» Exercise
Your task is to transcribe all the entries exactly, excluding pictures.

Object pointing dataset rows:
╔══
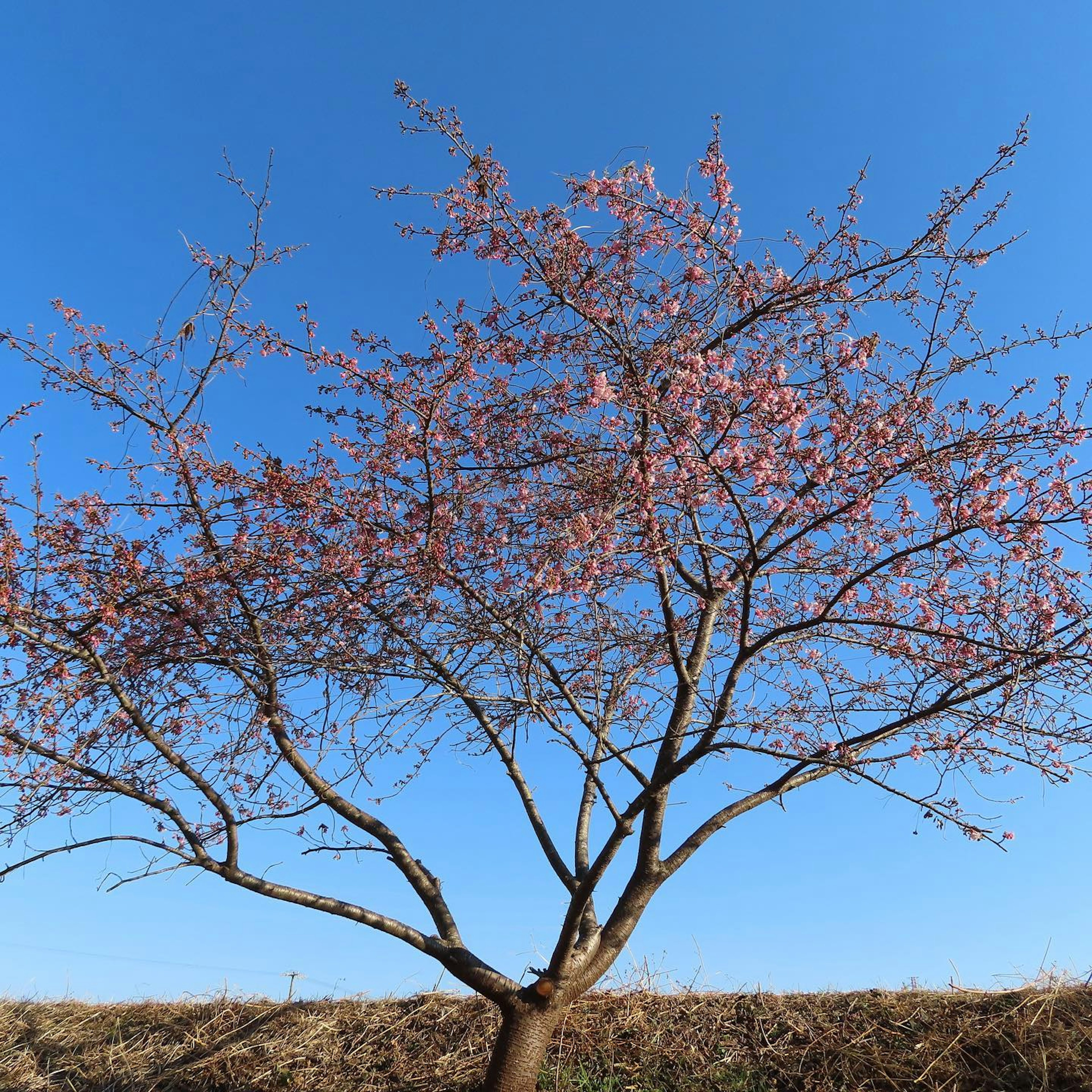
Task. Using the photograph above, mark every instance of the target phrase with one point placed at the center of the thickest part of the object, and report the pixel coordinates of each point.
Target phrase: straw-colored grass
(1018, 1041)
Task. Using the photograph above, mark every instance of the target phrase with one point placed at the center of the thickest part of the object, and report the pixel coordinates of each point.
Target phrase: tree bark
(520, 1050)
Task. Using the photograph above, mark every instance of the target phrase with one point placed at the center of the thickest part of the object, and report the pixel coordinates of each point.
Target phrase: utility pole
(292, 977)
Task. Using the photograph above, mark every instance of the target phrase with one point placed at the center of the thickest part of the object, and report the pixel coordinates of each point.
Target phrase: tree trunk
(520, 1050)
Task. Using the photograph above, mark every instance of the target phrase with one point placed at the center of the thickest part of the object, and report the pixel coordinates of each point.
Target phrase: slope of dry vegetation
(1017, 1041)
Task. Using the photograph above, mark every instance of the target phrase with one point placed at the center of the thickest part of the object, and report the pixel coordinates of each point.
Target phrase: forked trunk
(520, 1051)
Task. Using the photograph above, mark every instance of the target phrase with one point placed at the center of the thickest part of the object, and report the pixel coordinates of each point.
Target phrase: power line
(161, 962)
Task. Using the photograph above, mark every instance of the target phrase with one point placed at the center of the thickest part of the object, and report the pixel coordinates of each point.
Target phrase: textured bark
(520, 1051)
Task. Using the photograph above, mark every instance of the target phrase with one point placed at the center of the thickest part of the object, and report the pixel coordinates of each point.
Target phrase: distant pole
╚══
» Finished answer
Task. Using the photograph above, mark every instance of the target phrase with one point placed at the center of the thickest part of the object, and report the pixel coordinates of each point.
Target phrase: straw-colored grass
(1018, 1041)
Task. Using the photograph above, mark every instance of the target phrase with one point placed at the center of the thickest part of the object, and report the pixel coordinates of each point.
Target phrase: tree bark
(520, 1050)
Task. Using the photograph above, mark every instance of the target phrase with one point placed at the center of the thickest part of the object, and report the pixel coordinates of each point.
Target phrase: utility pole
(292, 977)
Task. Using the photograph above, mark every instance of the target phrase with one point placed at the center of the thickest part of the object, and report the pixel coordinates of each point.
Target phrase: tree trunk
(520, 1050)
Task. Using the photograph above, mark every instance of the target phrase with one point placed at the center of the thickest part of the object, and report the pixel coordinates of each point.
Target phrase: slope of dry vegetation
(1017, 1041)
Task. Using the photograph above, mark every instance of the target phrase with one point placed at the center of the thickest part of the object, and report the pixel coordinates of each point.
Target phrase: forked trunk
(520, 1051)
Task. Using the photograph above, mark every instance of the target phrase with one point placed at the center of the thickest part of the object, and report the pixel coordinates of each point.
Target phrase: power line
(161, 962)
Task. Using the photograph above, mark every instance of the target phrase with one point placed at the center of the thickest part of the object, and report the pixel coordinates of each point.
Target phrase: textured bark
(520, 1051)
Task. Using the photograph above, mark every instance of the target phrase with one point placed at the center of the thickest part of the object, and report the pixel coordinates of each point.
Target phrase: distant pole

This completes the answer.